Dataset excerpts on object pointing
──────

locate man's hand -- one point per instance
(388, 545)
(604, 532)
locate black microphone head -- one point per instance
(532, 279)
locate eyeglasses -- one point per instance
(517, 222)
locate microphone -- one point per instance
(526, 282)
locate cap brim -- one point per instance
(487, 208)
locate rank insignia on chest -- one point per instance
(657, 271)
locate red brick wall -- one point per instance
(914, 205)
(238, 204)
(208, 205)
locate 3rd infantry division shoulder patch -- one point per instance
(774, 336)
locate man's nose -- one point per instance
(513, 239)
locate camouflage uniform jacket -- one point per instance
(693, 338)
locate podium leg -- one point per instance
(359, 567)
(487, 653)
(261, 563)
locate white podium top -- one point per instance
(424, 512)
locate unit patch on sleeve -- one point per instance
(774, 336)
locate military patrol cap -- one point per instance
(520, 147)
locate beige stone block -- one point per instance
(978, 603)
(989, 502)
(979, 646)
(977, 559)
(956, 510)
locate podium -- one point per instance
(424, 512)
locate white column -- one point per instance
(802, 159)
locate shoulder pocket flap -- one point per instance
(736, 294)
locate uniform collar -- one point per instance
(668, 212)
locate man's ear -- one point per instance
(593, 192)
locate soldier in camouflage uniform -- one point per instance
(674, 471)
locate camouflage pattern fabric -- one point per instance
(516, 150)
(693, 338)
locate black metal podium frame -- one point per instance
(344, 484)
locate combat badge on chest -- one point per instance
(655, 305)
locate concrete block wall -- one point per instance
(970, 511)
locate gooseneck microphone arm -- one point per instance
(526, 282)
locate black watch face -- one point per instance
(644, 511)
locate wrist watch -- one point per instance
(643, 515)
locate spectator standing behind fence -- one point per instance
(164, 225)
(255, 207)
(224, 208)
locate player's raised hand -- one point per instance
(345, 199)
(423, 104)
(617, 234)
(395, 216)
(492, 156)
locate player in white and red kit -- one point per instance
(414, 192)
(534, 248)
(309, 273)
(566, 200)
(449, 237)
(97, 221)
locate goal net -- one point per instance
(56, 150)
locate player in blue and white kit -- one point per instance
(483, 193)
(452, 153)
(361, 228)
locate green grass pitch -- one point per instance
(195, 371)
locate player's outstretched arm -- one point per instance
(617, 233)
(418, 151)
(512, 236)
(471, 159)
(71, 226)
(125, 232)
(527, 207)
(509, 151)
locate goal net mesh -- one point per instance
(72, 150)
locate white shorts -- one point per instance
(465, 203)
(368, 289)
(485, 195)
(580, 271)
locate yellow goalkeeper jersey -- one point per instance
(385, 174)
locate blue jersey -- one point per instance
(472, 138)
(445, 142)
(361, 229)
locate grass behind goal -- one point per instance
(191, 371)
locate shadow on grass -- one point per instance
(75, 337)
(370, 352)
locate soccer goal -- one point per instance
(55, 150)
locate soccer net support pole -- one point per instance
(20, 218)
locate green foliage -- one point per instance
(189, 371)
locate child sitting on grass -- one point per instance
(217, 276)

──────

**Exercise requirements:** Your task is to repeat every line exactly.

**Response to this exercise:**
locate man's hand -- one point per instance
(388, 545)
(604, 532)
locate black microphone head -- one point per instance
(532, 279)
locate eyeglasses -- one point per instance
(517, 222)
locate microphone -- one point per instance
(526, 282)
locate cap brim -- one point per instance
(487, 208)
locate rank insignia on chest -- one point per instance
(657, 271)
locate red brick wall -- one point per instance
(914, 205)
(238, 204)
(208, 205)
locate 3rd infantry division shoulder patch -- one point per instance
(774, 336)
locate man's nose -- one point per instance
(513, 239)
locate camouflage uniform jacket -- one point per instance
(693, 338)
locate podium leg -- one point per instance
(359, 567)
(487, 653)
(261, 563)
locate white podium top -- one point per instance
(424, 512)
locate unit patch on sleeve -- one point per instance
(774, 336)
locate military patrol cap -- one point per instance
(520, 147)
locate beige stone block -- one point per instance
(978, 603)
(989, 502)
(979, 646)
(977, 559)
(956, 510)
locate podium -- one point per instance
(424, 512)
locate white column -- one point per instance
(802, 159)
locate shoulder pocket flap -- one point per instance
(736, 294)
locate uniform collar -- one point per instance
(668, 212)
locate man's ear -- one point per instance
(593, 192)
locate soldier in camouflage uniform -- one point per instance
(674, 471)
locate camouflage pattern fabric -- one point per instance
(516, 150)
(693, 338)
locate black metal podium frame -- one point per instance
(344, 484)
locate combat badge on chest -- one point per instance
(655, 305)
locate concrete block wall -- one point per instance
(970, 511)
locate gooseneck microphone arm -- one point per instance
(526, 282)
locate black watch face -- one point per instance
(644, 511)
locate wrist watch -- one point per instance
(643, 515)
locate spectator standing behind fence -- one point per instance
(164, 225)
(255, 207)
(224, 208)
locate player's raised hand -- one point per instance
(345, 199)
(423, 104)
(617, 234)
(395, 216)
(492, 156)
locate player in white and red kit -- one point per instance
(414, 192)
(534, 248)
(309, 273)
(566, 200)
(449, 237)
(97, 221)
locate goal net -- one point per instance
(56, 150)
locate player in blue and white kit -- one point per instance
(483, 193)
(452, 153)
(361, 228)
locate green grass pitch -- one point per instance
(195, 371)
locate player's outstretched arm -- one point per instance
(617, 233)
(418, 151)
(512, 236)
(471, 159)
(71, 226)
(125, 232)
(527, 207)
(509, 151)
locate goal net mesh -- one point per instance
(72, 150)
locate white shorts -- one point per instance
(465, 203)
(368, 289)
(485, 195)
(580, 271)
locate yellow goalkeeper jersey -- one point per instance
(385, 174)
locate blue jersey -- one point per instance
(472, 138)
(445, 142)
(361, 229)
locate grass behind goal -- one point per instance
(191, 371)
locate shadow on grass -- one point per instance
(75, 337)
(370, 352)
locate soccer goal -- one point per instance
(55, 150)
locate soccer net support pole -- one point per instance
(20, 218)
locate green foliage -- one point per instance
(189, 371)
locate child sitting on grass -- one point per instance
(217, 276)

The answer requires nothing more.